*EXERCISE DIRECTIONS:* Locate each line in the records containing "below". Copy it.

Referring expression data
┄┄┄┄┄┄
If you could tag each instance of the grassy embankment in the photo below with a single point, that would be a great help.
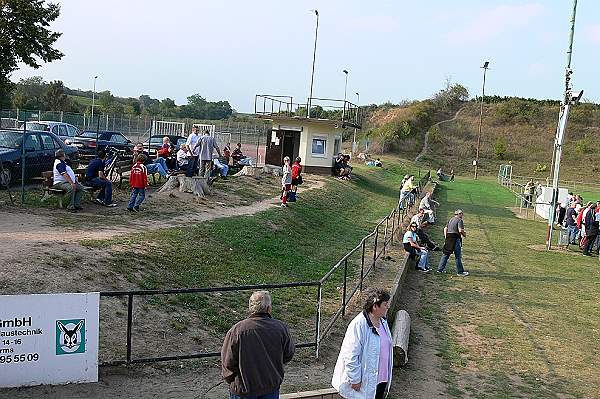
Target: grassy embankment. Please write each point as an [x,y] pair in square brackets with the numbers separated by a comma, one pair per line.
[524,324]
[300,243]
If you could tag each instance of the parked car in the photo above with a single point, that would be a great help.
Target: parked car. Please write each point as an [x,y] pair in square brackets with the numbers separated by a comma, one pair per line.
[155,142]
[86,142]
[65,131]
[39,154]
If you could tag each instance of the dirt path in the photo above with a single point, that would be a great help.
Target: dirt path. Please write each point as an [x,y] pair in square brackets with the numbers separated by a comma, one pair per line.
[426,141]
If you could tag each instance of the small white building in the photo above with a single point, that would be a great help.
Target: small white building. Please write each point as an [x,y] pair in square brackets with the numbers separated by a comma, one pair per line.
[316,139]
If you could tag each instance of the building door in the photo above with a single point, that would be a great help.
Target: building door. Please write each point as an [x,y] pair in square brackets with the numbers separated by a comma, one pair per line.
[273,156]
[291,145]
[282,143]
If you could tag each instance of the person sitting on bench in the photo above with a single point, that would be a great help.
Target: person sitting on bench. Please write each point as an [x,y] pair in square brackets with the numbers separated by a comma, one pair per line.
[237,154]
[64,179]
[220,168]
[94,174]
[413,248]
[421,219]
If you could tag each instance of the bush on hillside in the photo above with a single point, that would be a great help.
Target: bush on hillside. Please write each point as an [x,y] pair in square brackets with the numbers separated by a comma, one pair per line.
[584,145]
[500,148]
[516,110]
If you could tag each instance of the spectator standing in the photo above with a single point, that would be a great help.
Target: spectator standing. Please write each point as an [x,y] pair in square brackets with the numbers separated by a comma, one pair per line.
[221,167]
[454,233]
[428,204]
[591,230]
[286,181]
[138,180]
[411,245]
[207,144]
[183,158]
[572,223]
[255,350]
[528,192]
[364,366]
[192,143]
[421,220]
[227,154]
[296,173]
[64,179]
[159,165]
[237,154]
[94,174]
[406,191]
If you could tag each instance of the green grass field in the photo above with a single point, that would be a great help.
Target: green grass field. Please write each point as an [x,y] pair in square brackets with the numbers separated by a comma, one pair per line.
[299,243]
[525,323]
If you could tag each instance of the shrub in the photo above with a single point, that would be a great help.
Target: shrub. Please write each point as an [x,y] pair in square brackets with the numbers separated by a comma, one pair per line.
[500,148]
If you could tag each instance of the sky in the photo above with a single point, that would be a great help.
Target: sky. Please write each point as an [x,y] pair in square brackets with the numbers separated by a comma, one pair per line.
[394,50]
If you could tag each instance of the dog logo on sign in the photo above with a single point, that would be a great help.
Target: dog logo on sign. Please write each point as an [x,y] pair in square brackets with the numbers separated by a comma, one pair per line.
[70,336]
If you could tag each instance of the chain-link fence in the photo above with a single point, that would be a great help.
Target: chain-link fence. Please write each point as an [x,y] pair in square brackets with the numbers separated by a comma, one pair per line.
[26,170]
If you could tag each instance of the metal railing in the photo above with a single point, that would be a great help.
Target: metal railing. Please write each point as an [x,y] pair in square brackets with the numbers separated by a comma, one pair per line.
[344,111]
[369,250]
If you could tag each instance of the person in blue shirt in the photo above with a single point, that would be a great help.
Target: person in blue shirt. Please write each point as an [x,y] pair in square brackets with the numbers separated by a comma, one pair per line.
[412,246]
[95,176]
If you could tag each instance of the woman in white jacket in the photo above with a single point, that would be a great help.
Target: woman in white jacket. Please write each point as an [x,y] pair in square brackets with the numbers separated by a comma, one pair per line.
[364,366]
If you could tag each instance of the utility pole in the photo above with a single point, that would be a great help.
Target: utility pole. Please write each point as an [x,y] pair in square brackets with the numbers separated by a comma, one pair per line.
[357,111]
[345,90]
[312,75]
[568,101]
[93,98]
[485,68]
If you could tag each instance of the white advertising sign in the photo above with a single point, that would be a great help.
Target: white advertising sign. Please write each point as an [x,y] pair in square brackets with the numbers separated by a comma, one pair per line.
[48,339]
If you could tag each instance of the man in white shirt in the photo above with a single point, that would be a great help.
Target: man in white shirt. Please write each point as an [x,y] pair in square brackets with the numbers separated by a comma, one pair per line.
[192,143]
[427,203]
[64,179]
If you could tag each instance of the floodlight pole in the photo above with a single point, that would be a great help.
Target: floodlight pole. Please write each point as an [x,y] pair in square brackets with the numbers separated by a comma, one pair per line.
[312,75]
[93,98]
[568,100]
[357,110]
[485,68]
[345,90]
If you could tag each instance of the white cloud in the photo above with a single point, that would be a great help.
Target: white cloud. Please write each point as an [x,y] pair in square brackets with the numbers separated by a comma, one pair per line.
[494,22]
[593,33]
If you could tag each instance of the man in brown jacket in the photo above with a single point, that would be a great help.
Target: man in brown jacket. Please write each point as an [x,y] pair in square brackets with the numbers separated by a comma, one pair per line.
[254,352]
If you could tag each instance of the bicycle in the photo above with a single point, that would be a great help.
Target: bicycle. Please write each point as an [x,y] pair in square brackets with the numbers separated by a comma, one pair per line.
[113,155]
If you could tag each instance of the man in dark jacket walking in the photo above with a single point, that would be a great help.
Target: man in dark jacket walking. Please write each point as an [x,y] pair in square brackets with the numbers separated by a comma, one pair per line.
[254,352]
[454,233]
[591,230]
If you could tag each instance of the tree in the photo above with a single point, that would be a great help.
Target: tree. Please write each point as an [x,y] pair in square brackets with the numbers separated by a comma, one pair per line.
[25,37]
[55,98]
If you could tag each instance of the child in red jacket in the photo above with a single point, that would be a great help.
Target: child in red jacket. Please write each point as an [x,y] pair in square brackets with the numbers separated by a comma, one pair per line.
[138,180]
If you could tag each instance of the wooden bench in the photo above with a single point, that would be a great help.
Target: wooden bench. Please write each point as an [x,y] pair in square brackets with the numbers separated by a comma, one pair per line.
[121,167]
[47,183]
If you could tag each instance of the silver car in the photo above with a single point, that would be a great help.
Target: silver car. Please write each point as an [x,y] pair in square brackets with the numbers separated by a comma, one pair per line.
[64,131]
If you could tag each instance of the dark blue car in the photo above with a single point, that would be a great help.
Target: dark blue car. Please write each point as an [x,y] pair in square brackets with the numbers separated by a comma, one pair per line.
[89,142]
[39,154]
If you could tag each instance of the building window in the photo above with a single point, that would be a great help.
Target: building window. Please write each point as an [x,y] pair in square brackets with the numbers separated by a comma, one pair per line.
[337,145]
[319,145]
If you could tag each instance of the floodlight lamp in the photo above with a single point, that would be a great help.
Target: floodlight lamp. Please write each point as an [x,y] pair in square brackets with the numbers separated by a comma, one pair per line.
[577,98]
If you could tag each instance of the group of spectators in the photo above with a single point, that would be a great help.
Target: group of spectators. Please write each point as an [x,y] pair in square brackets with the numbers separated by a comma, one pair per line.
[255,350]
[195,157]
[582,223]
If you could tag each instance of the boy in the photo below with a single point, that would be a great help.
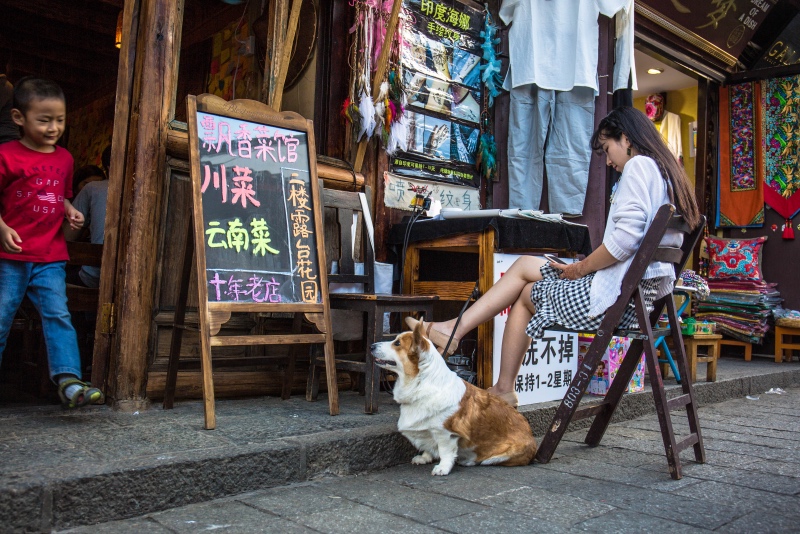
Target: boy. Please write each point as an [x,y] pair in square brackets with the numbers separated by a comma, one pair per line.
[35,179]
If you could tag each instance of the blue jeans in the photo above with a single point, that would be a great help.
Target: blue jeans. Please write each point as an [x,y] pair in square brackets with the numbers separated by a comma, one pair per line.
[549,129]
[46,287]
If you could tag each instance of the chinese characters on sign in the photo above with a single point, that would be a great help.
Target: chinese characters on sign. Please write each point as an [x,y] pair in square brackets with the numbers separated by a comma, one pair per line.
[399,191]
[257,212]
[549,364]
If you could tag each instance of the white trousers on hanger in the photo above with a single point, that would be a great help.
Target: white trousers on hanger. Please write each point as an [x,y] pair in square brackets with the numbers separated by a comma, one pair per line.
[552,129]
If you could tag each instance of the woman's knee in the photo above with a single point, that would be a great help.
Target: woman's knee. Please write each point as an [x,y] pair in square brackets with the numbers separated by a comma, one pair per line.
[528,267]
[524,298]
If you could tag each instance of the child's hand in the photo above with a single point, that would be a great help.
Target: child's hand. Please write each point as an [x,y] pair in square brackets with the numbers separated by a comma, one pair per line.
[75,218]
[9,239]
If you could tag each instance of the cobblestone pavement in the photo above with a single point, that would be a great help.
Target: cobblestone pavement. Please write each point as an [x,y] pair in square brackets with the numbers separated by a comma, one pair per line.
[750,483]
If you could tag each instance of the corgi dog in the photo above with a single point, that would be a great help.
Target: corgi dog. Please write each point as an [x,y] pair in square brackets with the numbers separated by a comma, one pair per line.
[446,418]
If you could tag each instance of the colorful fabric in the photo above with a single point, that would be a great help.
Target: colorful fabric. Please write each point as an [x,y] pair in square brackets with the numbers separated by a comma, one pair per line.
[742,138]
[735,259]
[781,144]
[740,193]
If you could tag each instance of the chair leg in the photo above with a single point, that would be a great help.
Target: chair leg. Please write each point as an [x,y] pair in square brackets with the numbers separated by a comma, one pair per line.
[312,386]
[288,373]
[372,381]
[711,369]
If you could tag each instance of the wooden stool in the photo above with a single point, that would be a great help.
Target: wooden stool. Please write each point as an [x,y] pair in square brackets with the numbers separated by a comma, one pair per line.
[748,347]
[782,346]
[703,340]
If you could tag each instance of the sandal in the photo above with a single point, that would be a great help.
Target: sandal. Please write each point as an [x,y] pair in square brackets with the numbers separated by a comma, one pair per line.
[85,395]
[510,397]
[439,339]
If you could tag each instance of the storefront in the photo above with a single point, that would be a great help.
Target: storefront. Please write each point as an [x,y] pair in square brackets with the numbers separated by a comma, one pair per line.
[136,96]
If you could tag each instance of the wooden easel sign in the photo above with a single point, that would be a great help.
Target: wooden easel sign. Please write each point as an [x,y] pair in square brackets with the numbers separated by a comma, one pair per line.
[257,212]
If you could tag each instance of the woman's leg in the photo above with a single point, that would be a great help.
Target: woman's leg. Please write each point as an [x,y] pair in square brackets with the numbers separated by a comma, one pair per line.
[515,341]
[509,289]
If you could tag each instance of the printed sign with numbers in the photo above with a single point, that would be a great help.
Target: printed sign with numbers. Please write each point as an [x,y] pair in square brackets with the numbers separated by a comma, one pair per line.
[548,365]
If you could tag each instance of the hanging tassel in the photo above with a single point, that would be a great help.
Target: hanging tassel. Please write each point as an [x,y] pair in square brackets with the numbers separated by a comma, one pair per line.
[486,159]
[490,70]
[788,231]
[367,112]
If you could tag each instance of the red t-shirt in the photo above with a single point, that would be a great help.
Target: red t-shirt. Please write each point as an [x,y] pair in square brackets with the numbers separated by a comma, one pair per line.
[33,186]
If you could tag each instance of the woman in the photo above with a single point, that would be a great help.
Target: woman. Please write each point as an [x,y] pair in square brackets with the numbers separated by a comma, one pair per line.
[577,295]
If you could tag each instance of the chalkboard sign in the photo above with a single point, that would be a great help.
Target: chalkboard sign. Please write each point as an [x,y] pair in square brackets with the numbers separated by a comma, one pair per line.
[256,236]
[259,226]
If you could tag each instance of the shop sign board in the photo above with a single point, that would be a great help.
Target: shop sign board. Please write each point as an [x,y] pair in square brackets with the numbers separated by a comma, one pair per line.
[549,364]
[441,56]
[785,50]
[721,28]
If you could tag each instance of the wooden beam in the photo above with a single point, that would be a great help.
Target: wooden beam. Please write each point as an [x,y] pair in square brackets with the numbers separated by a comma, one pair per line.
[155,80]
[380,72]
[276,93]
[761,74]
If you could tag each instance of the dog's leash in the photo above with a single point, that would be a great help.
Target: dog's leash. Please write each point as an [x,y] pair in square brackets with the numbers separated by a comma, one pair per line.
[474,295]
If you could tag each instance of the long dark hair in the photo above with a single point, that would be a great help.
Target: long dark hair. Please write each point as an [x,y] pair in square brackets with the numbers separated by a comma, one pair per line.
[644,137]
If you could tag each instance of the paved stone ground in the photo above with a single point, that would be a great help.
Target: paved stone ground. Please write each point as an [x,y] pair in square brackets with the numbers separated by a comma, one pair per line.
[750,483]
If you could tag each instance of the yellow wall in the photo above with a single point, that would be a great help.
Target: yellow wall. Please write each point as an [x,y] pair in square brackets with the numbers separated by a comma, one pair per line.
[682,102]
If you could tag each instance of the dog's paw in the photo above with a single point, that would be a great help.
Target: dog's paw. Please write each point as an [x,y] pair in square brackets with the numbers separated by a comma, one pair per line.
[421,459]
[441,470]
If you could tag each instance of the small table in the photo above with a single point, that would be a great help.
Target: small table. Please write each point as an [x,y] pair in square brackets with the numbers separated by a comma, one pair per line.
[470,244]
[711,341]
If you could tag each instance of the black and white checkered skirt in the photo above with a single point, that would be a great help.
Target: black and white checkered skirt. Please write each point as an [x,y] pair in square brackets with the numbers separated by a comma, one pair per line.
[566,303]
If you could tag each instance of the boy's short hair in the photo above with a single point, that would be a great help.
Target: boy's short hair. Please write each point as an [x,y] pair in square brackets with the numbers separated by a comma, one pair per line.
[30,88]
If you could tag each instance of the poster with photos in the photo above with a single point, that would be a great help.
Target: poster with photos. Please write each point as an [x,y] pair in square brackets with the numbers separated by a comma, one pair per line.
[440,58]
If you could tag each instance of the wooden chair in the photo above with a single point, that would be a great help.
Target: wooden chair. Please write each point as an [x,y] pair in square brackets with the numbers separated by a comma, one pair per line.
[643,340]
[340,207]
[79,299]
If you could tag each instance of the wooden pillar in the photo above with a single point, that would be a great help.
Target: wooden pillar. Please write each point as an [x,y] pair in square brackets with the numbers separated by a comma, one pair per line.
[137,204]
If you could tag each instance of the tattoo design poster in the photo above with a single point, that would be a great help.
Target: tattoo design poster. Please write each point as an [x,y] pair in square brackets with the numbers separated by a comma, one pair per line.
[440,58]
[399,191]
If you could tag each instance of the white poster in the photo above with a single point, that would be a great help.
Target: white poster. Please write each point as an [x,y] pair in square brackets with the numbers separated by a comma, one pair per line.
[399,191]
[549,364]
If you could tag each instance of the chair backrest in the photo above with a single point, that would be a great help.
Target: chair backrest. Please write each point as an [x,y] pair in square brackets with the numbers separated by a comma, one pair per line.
[83,253]
[651,250]
[339,209]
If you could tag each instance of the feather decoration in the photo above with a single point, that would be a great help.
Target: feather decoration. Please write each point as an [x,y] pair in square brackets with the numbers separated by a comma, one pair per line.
[398,136]
[490,70]
[381,102]
[367,109]
[486,159]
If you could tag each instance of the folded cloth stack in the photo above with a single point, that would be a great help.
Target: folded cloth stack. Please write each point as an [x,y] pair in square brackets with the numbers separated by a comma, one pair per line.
[739,308]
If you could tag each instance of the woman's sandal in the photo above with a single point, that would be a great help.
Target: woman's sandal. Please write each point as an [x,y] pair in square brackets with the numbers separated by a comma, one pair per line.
[510,397]
[85,395]
[439,339]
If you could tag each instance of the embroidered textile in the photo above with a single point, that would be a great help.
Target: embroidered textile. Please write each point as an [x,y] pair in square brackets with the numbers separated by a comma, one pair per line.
[781,144]
[743,156]
[740,194]
[735,259]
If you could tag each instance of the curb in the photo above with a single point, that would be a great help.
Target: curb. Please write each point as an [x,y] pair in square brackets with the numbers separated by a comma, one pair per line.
[121,491]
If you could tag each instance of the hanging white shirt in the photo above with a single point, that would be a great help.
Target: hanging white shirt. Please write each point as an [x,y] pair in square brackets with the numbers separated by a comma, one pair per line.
[553,43]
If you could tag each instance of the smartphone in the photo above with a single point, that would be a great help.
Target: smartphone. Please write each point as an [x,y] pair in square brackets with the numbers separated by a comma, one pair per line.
[553,259]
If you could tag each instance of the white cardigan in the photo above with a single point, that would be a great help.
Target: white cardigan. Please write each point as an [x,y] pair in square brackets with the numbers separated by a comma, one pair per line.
[639,193]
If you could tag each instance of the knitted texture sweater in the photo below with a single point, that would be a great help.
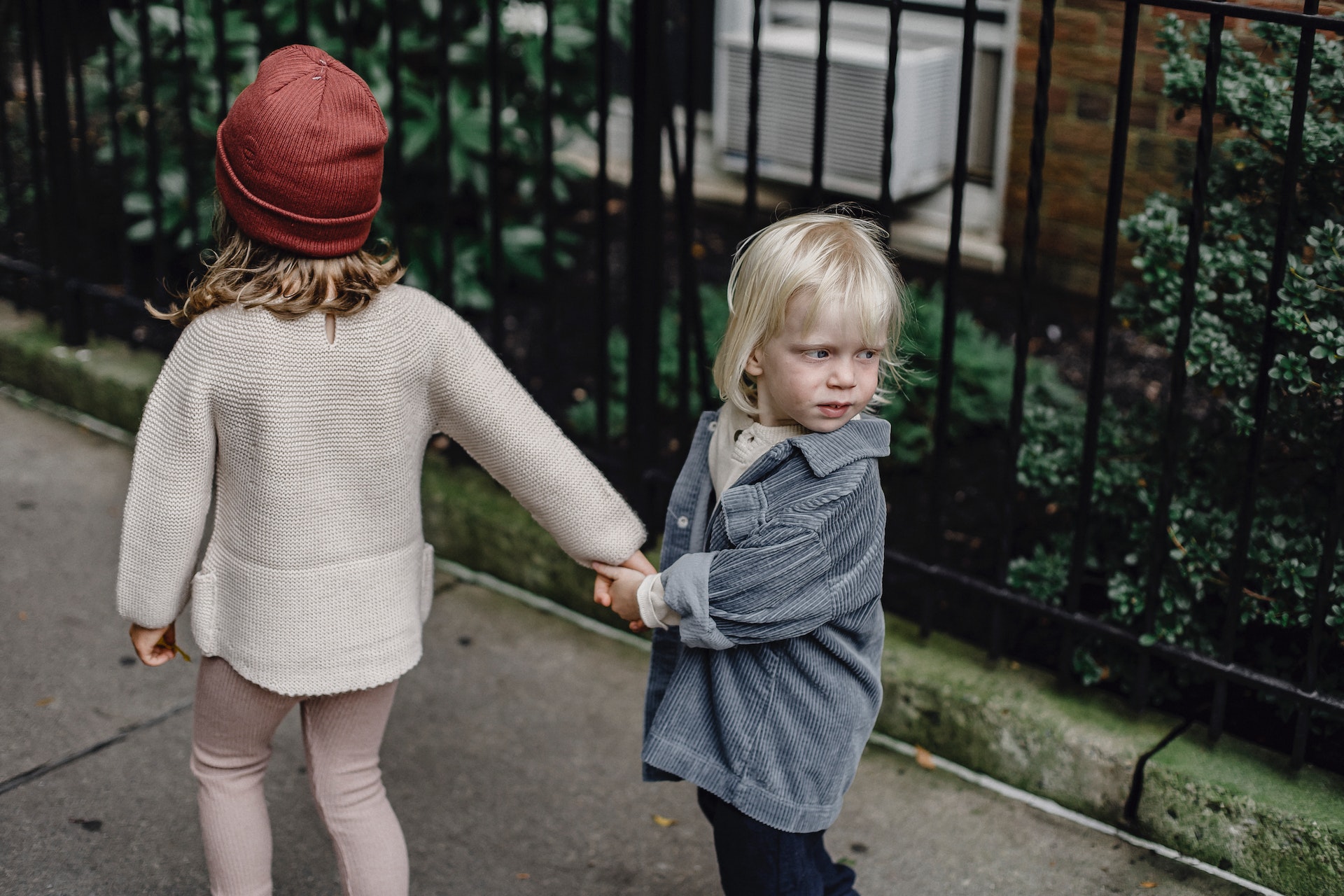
┄┄┄┄┄┄
*RESULT OF THE EXERCISE:*
If you could tag each instance of the grassy embankment in the photo below with a single point, that would be a great help.
If you could tag each instance of the boy in the photo below with a single point, that would be a great help.
If you could tag each instance of the knitted texture sweater in the photo below with a single point, that would be a great help.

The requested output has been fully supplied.